▶ [Given passage]
+-------+
The Butter Box

My father balanced a martini and a cigarette, settling in heavily as he often did when he came home at night.  We snuggled, me tucked under his arm;  he adjusted one of my short legs so it looped over his. Without words, we savored the smells and sounds of dinner on the stove, wrapped in comfort.  The couch softened, and we sank further in, my breathing increasingly paced with his. 

I was cozy, savoring my special time, while the smells and sounds of dinner on the stove wrapped the room in comfort. I didn’t want to move.

“Why, Daddy?” I asked.

“I have some stories to tell,” he said, smiling.

Well, it was sort of a box—small, oval, and battered. I must have walked past it every day, probably knew it was there, but never actually noticed it. Something there, but not consciously there.

I wasn’t especially curious, but the promise of a “Daddy story” was always enough. He loved to tell them—sometimes real, invented—and that was how he spread his love through our little family, how he made himself our daddy.

The box was light, wooden. The top pressed on.
“It’s easy to open, Karen,” he said. “Go ahead—but be gentle. There are some loose things inside.”

I tugged at the lid—a serious job for six-year-old hands—and hoped for candy, or maybe a small toy stowed away for just such a Daddy–Karen evening.

“Daddy, there’s nothing really in here—just some old stuff!”

That’s when the story began.

“A very long time ago, in another country called Sweden, your great-great-grandfather was a small boy, about your age, living on a farm. And your great-great-grandmother was a small girl, living on another farm. But the farms were poor, and the soil was rocky. They had a few sheep, but too many stones to keep a cow. They grew potatoes, drank sheep’s milk, and lived in a small house—much smaller than ours.”

In my mind, all I could think was: boring!

“Daddy, can you make the story go a little faster?”

“They left Sweden and took a boat to the United States…”

His voice was deep and slow, like music. I remember how happy I always felt when he was in a storytelling mood—but this one seemed too slow, confusing. I knew better than to interrupt too much. Interrupting could mean the story would end.

Then he picked up the box and held it to my nose.
“Smell it, Karen—it’s old roses. They still smell.”

“Daddy—I see brown things at the bottom. Are they really roses?”
+-------+
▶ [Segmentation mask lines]
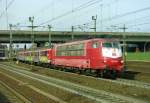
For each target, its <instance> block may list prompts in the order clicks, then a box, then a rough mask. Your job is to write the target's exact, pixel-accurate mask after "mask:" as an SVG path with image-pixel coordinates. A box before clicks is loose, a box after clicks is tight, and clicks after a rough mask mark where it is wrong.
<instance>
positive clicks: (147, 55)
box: [126, 52, 150, 61]
mask: <svg viewBox="0 0 150 103" xmlns="http://www.w3.org/2000/svg"><path fill="white" fill-rule="evenodd" d="M126 58H127V60H141V61H150V52H145V53H144V52H134V53H127V56H126Z"/></svg>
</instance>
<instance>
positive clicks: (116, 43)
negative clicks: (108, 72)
mask: <svg viewBox="0 0 150 103" xmlns="http://www.w3.org/2000/svg"><path fill="white" fill-rule="evenodd" d="M102 45H103V47H106V48H119V43H117V42H105V43H103V44H102Z"/></svg>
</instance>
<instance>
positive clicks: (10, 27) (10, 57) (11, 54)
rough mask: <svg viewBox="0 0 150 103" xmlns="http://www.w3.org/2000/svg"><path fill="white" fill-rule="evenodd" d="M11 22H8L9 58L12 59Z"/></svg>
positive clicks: (11, 36) (11, 33)
mask: <svg viewBox="0 0 150 103" xmlns="http://www.w3.org/2000/svg"><path fill="white" fill-rule="evenodd" d="M12 26H13V25H12V24H9V29H10V31H9V33H10V35H9V58H10V59H12Z"/></svg>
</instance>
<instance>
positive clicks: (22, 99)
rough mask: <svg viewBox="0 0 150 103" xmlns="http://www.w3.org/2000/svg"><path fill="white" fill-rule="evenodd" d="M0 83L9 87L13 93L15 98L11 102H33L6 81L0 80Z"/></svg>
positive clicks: (5, 87)
mask: <svg viewBox="0 0 150 103" xmlns="http://www.w3.org/2000/svg"><path fill="white" fill-rule="evenodd" d="M0 84H1V85H2V86H3V87H4V88H6V89H7V91H8V92H10V93H11V94H13V100H10V102H12V101H13V102H14V101H15V103H17V102H21V103H32V102H31V101H30V100H28V99H27V98H26V97H25V96H23V95H21V94H20V93H18V92H17V91H16V90H15V89H13V88H11V87H10V86H8V85H7V84H5V83H4V82H2V81H0Z"/></svg>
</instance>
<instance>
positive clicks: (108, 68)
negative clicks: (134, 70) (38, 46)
mask: <svg viewBox="0 0 150 103" xmlns="http://www.w3.org/2000/svg"><path fill="white" fill-rule="evenodd" d="M17 60H18V61H23V62H32V63H35V64H45V65H46V64H48V65H49V66H51V67H59V68H64V69H65V68H67V69H71V70H73V71H79V72H83V71H84V72H90V73H95V74H96V75H97V76H99V77H105V76H108V75H109V76H110V77H112V78H116V77H117V74H118V73H121V72H122V71H123V68H124V65H123V64H124V63H123V62H124V61H123V57H122V49H121V46H120V43H119V41H117V40H116V39H104V38H96V39H88V40H81V41H74V42H69V43H63V44H56V45H54V46H53V47H52V48H46V49H37V50H24V51H19V52H18V53H17Z"/></svg>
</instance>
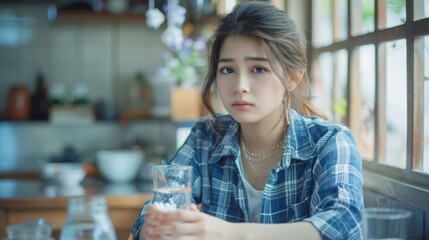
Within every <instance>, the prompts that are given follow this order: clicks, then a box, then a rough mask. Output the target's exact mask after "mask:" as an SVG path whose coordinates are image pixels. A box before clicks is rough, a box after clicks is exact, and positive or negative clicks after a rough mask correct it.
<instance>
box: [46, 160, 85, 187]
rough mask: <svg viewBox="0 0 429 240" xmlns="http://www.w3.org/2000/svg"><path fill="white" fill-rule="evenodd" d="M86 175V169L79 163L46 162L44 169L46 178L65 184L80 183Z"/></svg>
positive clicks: (82, 165) (52, 181)
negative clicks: (48, 162) (50, 162)
mask: <svg viewBox="0 0 429 240" xmlns="http://www.w3.org/2000/svg"><path fill="white" fill-rule="evenodd" d="M85 175H86V173H85V169H84V167H83V165H82V164H79V163H46V164H45V165H44V167H43V169H42V177H43V178H44V179H46V180H47V181H49V182H53V183H55V184H59V185H64V186H76V185H79V183H80V182H81V181H82V180H83V179H84V177H85Z"/></svg>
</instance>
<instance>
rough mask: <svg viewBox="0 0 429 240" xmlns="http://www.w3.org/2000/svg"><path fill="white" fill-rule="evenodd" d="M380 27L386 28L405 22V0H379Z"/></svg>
mask: <svg viewBox="0 0 429 240" xmlns="http://www.w3.org/2000/svg"><path fill="white" fill-rule="evenodd" d="M378 4H380V6H379V14H378V16H379V19H378V28H379V29H385V28H391V27H394V26H398V25H402V24H404V23H405V20H406V15H405V12H406V11H405V0H384V1H379V2H378Z"/></svg>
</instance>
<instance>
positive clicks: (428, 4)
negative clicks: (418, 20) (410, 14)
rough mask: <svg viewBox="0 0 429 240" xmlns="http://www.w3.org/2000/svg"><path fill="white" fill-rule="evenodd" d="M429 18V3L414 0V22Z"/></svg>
mask: <svg viewBox="0 0 429 240" xmlns="http://www.w3.org/2000/svg"><path fill="white" fill-rule="evenodd" d="M427 17H429V1H427V0H414V20H419V19H422V18H427Z"/></svg>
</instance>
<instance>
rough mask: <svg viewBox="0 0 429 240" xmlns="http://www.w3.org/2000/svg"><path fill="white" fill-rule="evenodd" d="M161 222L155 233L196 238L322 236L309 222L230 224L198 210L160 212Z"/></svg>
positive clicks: (232, 223) (304, 238)
mask: <svg viewBox="0 0 429 240" xmlns="http://www.w3.org/2000/svg"><path fill="white" fill-rule="evenodd" d="M158 220H159V221H160V222H161V223H162V224H160V225H159V226H158V227H156V228H154V231H155V232H157V233H158V234H161V235H163V234H165V235H175V234H179V235H187V236H188V237H189V238H187V239H200V240H212V239H213V240H222V239H225V240H229V239H237V240H252V239H255V240H260V239H270V240H275V239H305V240H312V239H322V238H321V236H320V234H319V231H318V230H317V229H316V227H314V226H313V224H311V223H310V222H296V223H282V224H260V223H230V222H226V221H224V220H221V219H219V218H216V217H213V216H210V215H208V214H205V213H201V212H196V211H194V212H191V211H177V212H169V213H161V214H160V215H158Z"/></svg>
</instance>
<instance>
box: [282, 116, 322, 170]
mask: <svg viewBox="0 0 429 240" xmlns="http://www.w3.org/2000/svg"><path fill="white" fill-rule="evenodd" d="M288 114H289V122H290V123H289V128H288V133H287V137H286V139H285V142H284V145H283V147H284V149H285V151H283V158H282V162H281V164H280V167H282V168H287V167H288V166H289V165H290V160H291V159H297V160H302V161H305V160H308V159H311V158H313V157H314V155H315V154H316V151H315V150H316V149H315V144H314V142H313V139H312V137H311V134H310V132H309V126H308V123H309V121H308V119H307V117H303V116H301V115H300V114H299V113H298V112H296V111H295V110H293V109H289V110H288Z"/></svg>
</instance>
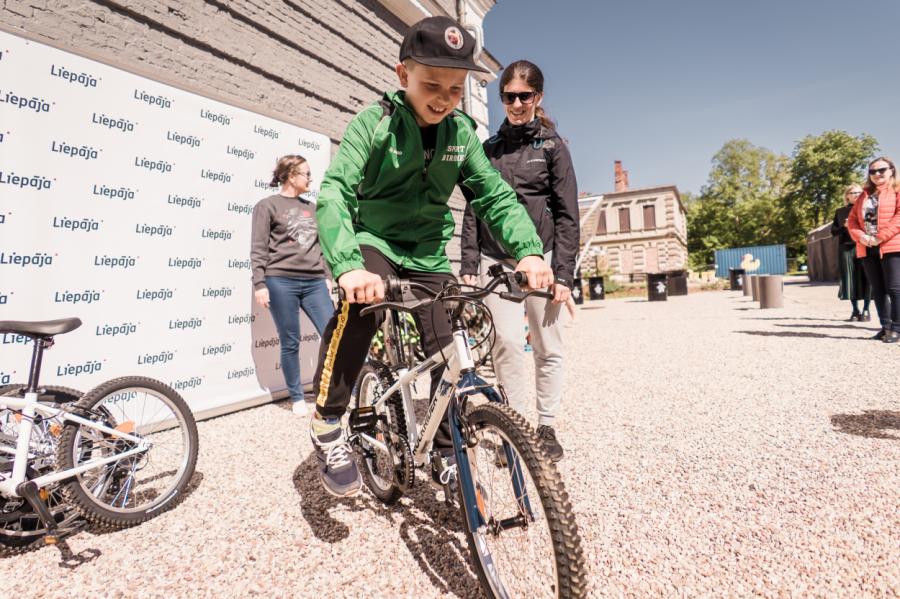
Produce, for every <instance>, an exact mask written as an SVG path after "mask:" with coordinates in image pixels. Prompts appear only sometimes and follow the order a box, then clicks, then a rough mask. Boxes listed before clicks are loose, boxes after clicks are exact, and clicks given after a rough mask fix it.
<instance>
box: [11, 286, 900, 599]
mask: <svg viewBox="0 0 900 599" xmlns="http://www.w3.org/2000/svg"><path fill="white" fill-rule="evenodd" d="M835 296H836V288H835V287H832V286H810V285H805V284H794V285H789V286H788V287H787V288H786V307H785V308H784V309H780V310H765V311H761V310H758V309H756V308H755V307H754V304H753V303H752V302H751V301H750V300H749V299H747V298H744V297H743V296H740V295H739V294H737V293H734V292H709V293H702V294H695V295H691V296H688V297H679V298H671V299H670V300H669V301H668V302H665V303H652V304H651V303H648V302H645V301H641V300H637V299H623V300H610V301H606V302H595V303H590V304H587V305H585V306H584V307H583V308H581V309H580V311H579V313H578V317H577V319H576V321H575V323H574V324H573V325H572V326H570V327H569V328H568V334H567V351H568V357H569V360H568V364H567V370H568V381H567V385H566V395H565V398H564V400H563V411H562V414H561V417H560V421H559V426H558V428H559V434H560V439H561V441H562V443H563V445H564V446H565V447H566V449H567V452H568V453H567V456H566V459H565V460H564V461H563V462H561V471H562V473H563V477H564V479H565V480H566V484H567V486H568V490H569V492H570V494H571V496H572V499H573V503H574V504H575V506H576V509H577V511H578V518H579V524H580V526H581V529H582V533H583V536H584V542H585V547H586V550H587V554H588V556H589V559H590V562H591V567H592V579H593V584H594V591H593V593H594V595H595V596H598V597H603V596H614V597H618V596H629V597H648V596H672V597H681V596H684V597H696V596H729V597H730V596H748V595H753V594H759V595H763V596H769V597H781V596H797V597H801V596H835V597H860V596H872V597H896V596H898V595H900V508H898V497H900V392H898V391H900V377H898V376H897V374H896V372H897V369H898V367H900V347H897V346H886V345H884V344H881V343H877V342H874V341H868V340H867V337H869V336H870V335H872V334H873V333H874V332H875V329H876V327H874V326H871V325H870V324H868V325H862V324H859V323H853V324H850V323H846V322H844V321H843V320H842V319H843V318H845V317H846V316H847V313H848V312H849V310H848V309H847V308H848V304H847V303H846V302H839V301H838V300H837V299H835ZM889 369H892V371H893V372H890V373H889V372H888V370H889ZM200 434H201V443H202V448H201V456H200V461H199V463H198V472H199V474H198V482H199V484H198V486H197V487H196V489H195V490H194V491H193V492H192V494H191V495H190V496H189V497H188V499H187V500H186V501H185V502H184V503H183V504H182V505H181V506H180V507H179V508H177V509H176V510H175V511H173V512H170V513H167V514H164V515H163V516H162V517H160V518H158V519H156V520H153V521H151V522H149V523H147V524H145V525H142V526H140V527H138V528H135V529H131V530H127V531H121V532H116V533H111V534H105V535H93V534H90V533H81V534H79V535H77V536H75V537H73V538H72V539H71V540H70V542H69V545H70V547H71V549H72V551H73V552H75V553H76V554H79V555H81V556H82V557H84V558H86V561H85V563H83V564H81V565H79V566H78V567H75V568H74V569H67V568H62V567H60V566H59V562H60V552H59V550H58V549H55V548H44V549H41V550H39V551H35V552H32V553H29V554H27V555H23V556H18V557H15V558H10V559H6V560H3V561H0V597H12V596H18V597H31V596H35V597H36V596H40V597H49V596H60V597H62V596H111V597H117V596H122V597H127V596H136V595H138V594H140V595H141V596H145V597H154V596H159V597H176V596H178V597H246V596H257V595H258V596H263V597H290V596H296V597H360V596H373V595H374V596H381V597H407V596H408V597H447V596H450V597H477V596H479V595H480V593H479V590H478V587H477V584H476V582H475V580H474V578H473V577H472V574H471V572H470V571H469V569H468V567H467V566H466V560H467V553H466V546H465V541H464V540H463V537H462V536H461V534H460V532H459V526H458V519H457V516H456V514H454V513H452V512H449V511H447V510H446V508H444V507H443V506H442V505H441V504H439V503H438V502H436V501H435V499H434V497H433V495H432V494H431V492H430V491H429V490H428V486H427V485H420V486H418V487H417V489H416V490H415V491H414V493H413V494H412V495H411V497H410V498H407V499H404V500H402V503H401V505H400V507H399V508H396V509H387V508H384V507H382V506H381V505H380V504H378V503H377V502H376V501H374V500H373V499H372V498H371V496H369V495H368V494H364V495H362V496H361V497H359V498H356V499H353V500H345V501H334V500H332V499H331V498H329V497H328V496H326V495H325V494H324V493H323V492H322V491H321V490H320V489H319V487H318V483H317V482H316V480H315V470H314V468H315V466H314V459H313V458H312V457H311V455H310V452H311V447H310V443H309V440H308V438H307V436H306V428H305V422H301V421H300V420H299V419H298V418H297V417H295V416H293V415H292V414H291V413H290V411H288V410H287V409H286V406H284V405H283V404H278V405H268V406H263V407H260V408H256V409H253V410H248V411H245V412H241V413H238V414H233V415H230V416H226V417H222V418H218V419H215V420H212V421H208V422H204V423H201V424H200ZM239 477H243V478H239Z"/></svg>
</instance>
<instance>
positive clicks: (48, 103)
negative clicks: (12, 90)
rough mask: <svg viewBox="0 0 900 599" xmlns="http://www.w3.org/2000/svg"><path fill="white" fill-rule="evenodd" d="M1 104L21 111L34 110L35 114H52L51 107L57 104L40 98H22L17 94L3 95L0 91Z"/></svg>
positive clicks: (23, 97) (0, 101) (5, 93)
mask: <svg viewBox="0 0 900 599" xmlns="http://www.w3.org/2000/svg"><path fill="white" fill-rule="evenodd" d="M0 104H10V105H12V106H15V107H16V108H18V109H20V110H33V111H34V112H37V113H41V112H50V107H51V106H55V105H56V102H53V103H50V102H47V101H46V100H44V99H43V98H41V97H38V96H31V97H30V98H29V97H27V95H26V96H21V95H19V94H17V93H16V92H11V91H7V92H6V93H3V90H0Z"/></svg>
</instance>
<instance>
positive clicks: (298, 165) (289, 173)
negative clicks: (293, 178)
mask: <svg viewBox="0 0 900 599" xmlns="http://www.w3.org/2000/svg"><path fill="white" fill-rule="evenodd" d="M304 162H306V158H304V157H303V156H300V155H299V154H288V155H287V156H282V157H281V158H279V159H278V162H276V163H275V170H274V171H272V181H271V182H270V183H269V187H278V186H279V185H283V184H284V182H285V181H287V180H288V177H290V176H291V171H292V170H294V169H295V168H297V167H298V166H300V165H301V164H303V163H304Z"/></svg>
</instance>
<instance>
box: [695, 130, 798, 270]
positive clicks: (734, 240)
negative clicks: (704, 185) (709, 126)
+-------+
▶ [Your task] Write out the part of the butter box story that opens with "My father balanced" and closes with "paced with his.", switching "martini" to "cocktail".

▶ [Output of the exercise]
My father balanced a cocktail and a cigarette, settling in heavily as he often did when he came home at night.  We snuggled, me tucked under his arm;  he adjusted one of my short legs so it looped over his. Without words, we savored the smells and sounds of dinner on the stove, wrapped in comfort.  The couch softened, and we sank further in, my breathing increasingly paced with his.